Senin, 18 Mei 2015

Taman Remaja Surabaya, Legenda Hiburan yang Sedang Layu

SEPI SAJA: Swinger adalah salah satu wahana permainan di Taman Remaja Surabaya. Terang lampunya tak mampu memikat orang untuk berduyun mencobanya.(Dipta Wahyu/Jawa Pos)
Dianggap tidak bisa memberikan keuntungan optimal, Pemkot Surabaya berniat menutup Taman Remaja Surabaya (TRS). Theme park di kawasan Surabaya Timur itu kini memang tidak segemerlap lampu-lampunya. Meski begitu, rencana penutupan tersebut tetap membuat sedih orang-orang di dalamnya.

WAKTU menunjukkan pukul 13.30 pada Jumat siang itu (24/4). Aktivitas pegawai Taman Remaja Surabaya (TRS) mulai sibuk. Satu per satu persiapan mengawali jam operasional theme park pertama di Surabaya itu. Tak terkecuali Maria Kusuma yang sudah bersiap menempati kursinya sebagai penjaga gate utama.
Maria menyapa beberapa pengunjung yang sudah menunggu gate dibuka. ’’Sebentar ya, Bu, siap-siap dulu,’’ jawabnya kepada seorang pengunjung yang menanyakan kapan gate tersebut dibuka.

==*==

TUGAS DAN LATIHAN:
a: Tulis ulang persis bagian artikel tentang Taman Remaja Surabaya dari "Maria menyapa beberapa" sampai "gate tersebut dibuka.".
b: Teruskan artikel tentang Taman Remaja Surabaya itu, mulai setelah kalimat terakhir yang ada.

==*==

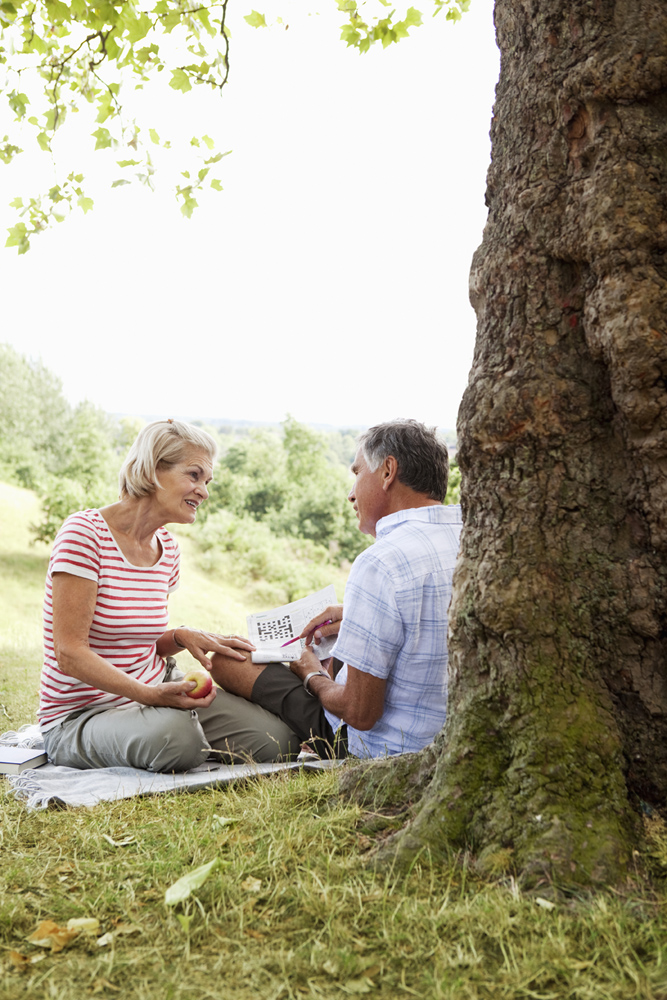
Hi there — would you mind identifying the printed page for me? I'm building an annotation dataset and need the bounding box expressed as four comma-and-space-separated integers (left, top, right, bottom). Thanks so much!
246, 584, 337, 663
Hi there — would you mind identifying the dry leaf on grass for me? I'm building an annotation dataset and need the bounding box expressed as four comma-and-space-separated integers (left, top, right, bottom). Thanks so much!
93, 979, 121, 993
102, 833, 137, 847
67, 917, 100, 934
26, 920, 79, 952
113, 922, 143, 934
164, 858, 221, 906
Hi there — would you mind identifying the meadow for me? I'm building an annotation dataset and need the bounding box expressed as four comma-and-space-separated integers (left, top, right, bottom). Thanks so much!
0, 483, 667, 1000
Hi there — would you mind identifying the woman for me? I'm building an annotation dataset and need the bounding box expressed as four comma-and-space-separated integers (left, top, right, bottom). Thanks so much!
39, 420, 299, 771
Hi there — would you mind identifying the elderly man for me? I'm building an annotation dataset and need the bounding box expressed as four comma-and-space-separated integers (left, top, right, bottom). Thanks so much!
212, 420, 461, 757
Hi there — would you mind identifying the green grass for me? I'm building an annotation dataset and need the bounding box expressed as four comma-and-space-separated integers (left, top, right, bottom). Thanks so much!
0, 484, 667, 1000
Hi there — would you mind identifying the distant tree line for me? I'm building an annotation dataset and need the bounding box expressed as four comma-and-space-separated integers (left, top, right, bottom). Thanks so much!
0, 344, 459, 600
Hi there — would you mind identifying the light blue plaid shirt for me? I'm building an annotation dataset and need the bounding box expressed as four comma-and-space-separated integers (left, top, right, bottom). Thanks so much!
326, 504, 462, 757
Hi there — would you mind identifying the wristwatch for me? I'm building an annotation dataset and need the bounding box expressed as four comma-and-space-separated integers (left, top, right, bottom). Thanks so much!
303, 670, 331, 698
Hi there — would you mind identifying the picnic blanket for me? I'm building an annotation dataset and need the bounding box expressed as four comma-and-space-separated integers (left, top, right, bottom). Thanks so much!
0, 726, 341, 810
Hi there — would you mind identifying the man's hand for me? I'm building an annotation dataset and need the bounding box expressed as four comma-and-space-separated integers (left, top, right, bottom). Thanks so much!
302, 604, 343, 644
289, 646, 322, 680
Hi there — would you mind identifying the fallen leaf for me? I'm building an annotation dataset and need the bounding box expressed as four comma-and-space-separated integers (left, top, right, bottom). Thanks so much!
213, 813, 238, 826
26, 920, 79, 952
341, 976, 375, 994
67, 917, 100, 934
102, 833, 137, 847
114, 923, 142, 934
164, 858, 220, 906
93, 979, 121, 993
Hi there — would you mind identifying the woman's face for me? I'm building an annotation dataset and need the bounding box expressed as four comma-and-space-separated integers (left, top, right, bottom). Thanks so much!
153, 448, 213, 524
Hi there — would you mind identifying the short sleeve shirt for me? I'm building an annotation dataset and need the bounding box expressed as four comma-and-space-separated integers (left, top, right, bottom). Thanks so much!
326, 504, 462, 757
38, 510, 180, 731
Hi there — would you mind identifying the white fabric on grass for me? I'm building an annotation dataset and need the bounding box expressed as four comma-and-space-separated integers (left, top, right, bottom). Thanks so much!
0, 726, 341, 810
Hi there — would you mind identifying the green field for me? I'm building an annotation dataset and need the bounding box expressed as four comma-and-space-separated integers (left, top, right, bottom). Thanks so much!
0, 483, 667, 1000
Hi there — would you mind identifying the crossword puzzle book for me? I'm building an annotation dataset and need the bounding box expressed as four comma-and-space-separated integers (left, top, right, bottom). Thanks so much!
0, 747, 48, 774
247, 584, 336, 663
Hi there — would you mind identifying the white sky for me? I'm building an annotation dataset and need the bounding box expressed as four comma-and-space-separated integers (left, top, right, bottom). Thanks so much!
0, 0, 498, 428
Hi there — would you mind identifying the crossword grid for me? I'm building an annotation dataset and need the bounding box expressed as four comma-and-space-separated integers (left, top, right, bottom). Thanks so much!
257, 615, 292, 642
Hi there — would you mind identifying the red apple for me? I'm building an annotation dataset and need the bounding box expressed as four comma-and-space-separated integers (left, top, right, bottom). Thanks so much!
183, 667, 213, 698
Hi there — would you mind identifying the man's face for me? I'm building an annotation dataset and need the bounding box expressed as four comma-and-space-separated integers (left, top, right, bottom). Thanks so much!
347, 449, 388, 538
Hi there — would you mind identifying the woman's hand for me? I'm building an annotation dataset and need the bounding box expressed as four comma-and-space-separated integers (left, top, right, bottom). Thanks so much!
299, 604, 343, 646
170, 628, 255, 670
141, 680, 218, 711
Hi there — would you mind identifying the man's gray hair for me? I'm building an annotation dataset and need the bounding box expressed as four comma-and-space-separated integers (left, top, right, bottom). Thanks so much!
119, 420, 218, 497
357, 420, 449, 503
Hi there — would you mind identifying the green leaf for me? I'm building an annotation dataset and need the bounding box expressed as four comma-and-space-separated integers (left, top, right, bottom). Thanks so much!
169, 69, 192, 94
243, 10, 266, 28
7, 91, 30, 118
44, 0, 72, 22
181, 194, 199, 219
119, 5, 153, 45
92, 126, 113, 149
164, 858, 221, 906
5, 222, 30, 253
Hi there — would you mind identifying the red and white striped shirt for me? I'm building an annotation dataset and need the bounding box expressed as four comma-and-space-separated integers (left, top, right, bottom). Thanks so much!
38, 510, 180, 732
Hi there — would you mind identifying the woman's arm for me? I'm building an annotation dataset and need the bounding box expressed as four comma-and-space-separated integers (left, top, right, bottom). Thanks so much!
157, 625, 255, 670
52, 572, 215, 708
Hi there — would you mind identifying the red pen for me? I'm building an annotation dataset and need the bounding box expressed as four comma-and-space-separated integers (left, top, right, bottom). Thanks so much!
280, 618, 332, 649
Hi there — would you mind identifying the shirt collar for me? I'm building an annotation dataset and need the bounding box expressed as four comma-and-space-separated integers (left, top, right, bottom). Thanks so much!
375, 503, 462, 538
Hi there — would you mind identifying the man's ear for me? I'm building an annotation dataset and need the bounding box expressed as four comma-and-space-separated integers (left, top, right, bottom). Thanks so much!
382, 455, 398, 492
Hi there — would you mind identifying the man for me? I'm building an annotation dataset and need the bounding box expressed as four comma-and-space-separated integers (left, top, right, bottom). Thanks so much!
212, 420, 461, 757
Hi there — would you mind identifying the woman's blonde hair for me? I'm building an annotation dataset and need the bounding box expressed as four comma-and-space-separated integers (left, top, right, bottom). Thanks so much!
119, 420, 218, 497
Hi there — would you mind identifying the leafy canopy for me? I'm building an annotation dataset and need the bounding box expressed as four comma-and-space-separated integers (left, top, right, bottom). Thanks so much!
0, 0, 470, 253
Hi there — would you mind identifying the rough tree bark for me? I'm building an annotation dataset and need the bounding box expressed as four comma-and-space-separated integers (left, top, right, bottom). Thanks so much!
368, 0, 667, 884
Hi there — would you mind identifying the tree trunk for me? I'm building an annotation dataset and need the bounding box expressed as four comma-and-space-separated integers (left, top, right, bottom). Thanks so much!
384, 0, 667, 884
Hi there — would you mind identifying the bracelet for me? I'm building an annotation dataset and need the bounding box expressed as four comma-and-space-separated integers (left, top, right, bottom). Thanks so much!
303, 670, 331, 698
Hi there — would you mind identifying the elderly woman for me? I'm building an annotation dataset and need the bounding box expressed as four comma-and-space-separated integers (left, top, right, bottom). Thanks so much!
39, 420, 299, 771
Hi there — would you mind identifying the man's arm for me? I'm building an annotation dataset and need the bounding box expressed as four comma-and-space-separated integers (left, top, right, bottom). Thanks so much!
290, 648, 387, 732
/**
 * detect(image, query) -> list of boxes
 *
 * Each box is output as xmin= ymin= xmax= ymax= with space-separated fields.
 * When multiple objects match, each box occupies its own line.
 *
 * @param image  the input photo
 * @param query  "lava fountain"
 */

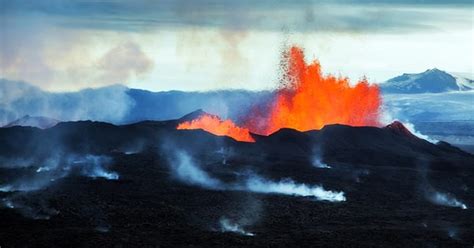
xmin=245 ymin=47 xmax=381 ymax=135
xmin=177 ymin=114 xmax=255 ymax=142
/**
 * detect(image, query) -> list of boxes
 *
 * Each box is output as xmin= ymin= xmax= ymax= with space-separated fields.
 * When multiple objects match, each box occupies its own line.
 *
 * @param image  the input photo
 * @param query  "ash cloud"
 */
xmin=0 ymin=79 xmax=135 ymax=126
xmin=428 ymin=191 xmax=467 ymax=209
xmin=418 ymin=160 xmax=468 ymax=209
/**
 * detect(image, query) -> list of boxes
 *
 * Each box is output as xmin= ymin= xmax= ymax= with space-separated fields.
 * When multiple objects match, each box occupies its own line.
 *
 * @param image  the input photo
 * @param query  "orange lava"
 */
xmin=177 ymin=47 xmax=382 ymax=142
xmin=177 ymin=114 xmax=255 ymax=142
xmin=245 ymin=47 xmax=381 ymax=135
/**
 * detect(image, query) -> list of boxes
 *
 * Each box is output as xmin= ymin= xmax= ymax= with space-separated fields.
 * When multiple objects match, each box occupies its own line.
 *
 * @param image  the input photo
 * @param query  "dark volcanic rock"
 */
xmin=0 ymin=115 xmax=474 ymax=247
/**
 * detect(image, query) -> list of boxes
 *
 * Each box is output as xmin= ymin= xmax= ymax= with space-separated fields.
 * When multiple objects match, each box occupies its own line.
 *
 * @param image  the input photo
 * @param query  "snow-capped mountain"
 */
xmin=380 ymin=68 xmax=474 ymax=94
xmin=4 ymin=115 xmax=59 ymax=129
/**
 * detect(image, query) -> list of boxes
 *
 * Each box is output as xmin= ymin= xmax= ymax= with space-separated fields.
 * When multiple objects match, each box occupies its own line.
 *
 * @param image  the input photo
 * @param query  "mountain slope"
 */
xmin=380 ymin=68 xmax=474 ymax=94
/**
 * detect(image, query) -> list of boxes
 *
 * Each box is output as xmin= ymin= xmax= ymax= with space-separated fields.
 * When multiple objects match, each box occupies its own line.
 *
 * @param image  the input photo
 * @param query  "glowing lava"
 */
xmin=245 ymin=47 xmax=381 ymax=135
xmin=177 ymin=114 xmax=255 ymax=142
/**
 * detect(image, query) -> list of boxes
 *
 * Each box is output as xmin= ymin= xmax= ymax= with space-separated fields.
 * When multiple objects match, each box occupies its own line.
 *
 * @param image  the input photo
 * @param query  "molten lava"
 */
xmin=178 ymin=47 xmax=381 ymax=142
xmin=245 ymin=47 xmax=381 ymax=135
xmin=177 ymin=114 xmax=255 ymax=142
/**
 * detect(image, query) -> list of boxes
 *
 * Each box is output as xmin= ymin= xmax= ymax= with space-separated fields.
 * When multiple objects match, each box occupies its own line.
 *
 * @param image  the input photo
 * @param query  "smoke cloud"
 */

==*==

JAWABAN YANG DIHARAPKAN:
a:
Maria menyapa beberapa pengunjung yang sudah menunggu gate dibuka. ’’Sebentar ya, Bu, siap-siap dulu,’’ jawabnya kepada seorang pengunjung yang menanyakan kapan gate tersebut dibuka.

b:
Satu per satu pegawai menempati posisi masing-masing. Loket karcis dibuka tepat pukul 14.00. Anak-anak yang terlihat gelisah akhirnya berlari senang sambil menarik ibunya untuk segera membeli karcis masuk.
’’Ya gini tiap hari. Biasanya kami buka pukul tiga sore. Tapi, berhubung ada acara Kartinian untuk anak-anak SD, kami majukan jam bukanya,’’ jelas perempuan yang sudah bekerja di TRS selama 18 tahun itu.
Kurang lebih 30 pengunjung mulai memasuki arena tersebut. Ada satu keluarga dari Semarang yang menunggu TRS buka sejak pukul 11.00. ’’Saya lupa bukan weekend ini. Biasanya kalau weekend, jam segitu sudah buka,’’ ujar Weni Widya yang datang bersama suami dan dua anaknya.
Weni mengatakan rutin berkunjung ke TRS jika berada di Surabaya. Harga tiket yang murah serta lokasi yang gampang dijangkau menjadikan theme park yang berdiri pada 20 Februari 1970 itu sebagai destinasi wisata favorit keuarganya. ’’Sejak anak-anak masih kecil sampai SD seperti sekarang, kalau ke Surabaya ya kami mampir ke Taman Remaja,’’ ujarnya.
Sementara itu, beberapa orang tua yang mengantarkan anak mereka mengikuti acara Kartinian langsung menuju panggung utama. Di sana mereka mempersiapkan make-up dan kostum terbaik untuk para buah hati agar bisa menjadi juara pada ajang tahunan untuk sekolah dasar itu. ’’Saya ngurus keperluan murid-murid untuk pentas nanti,’’ kata Yuliatin, guru SDN Ploso III.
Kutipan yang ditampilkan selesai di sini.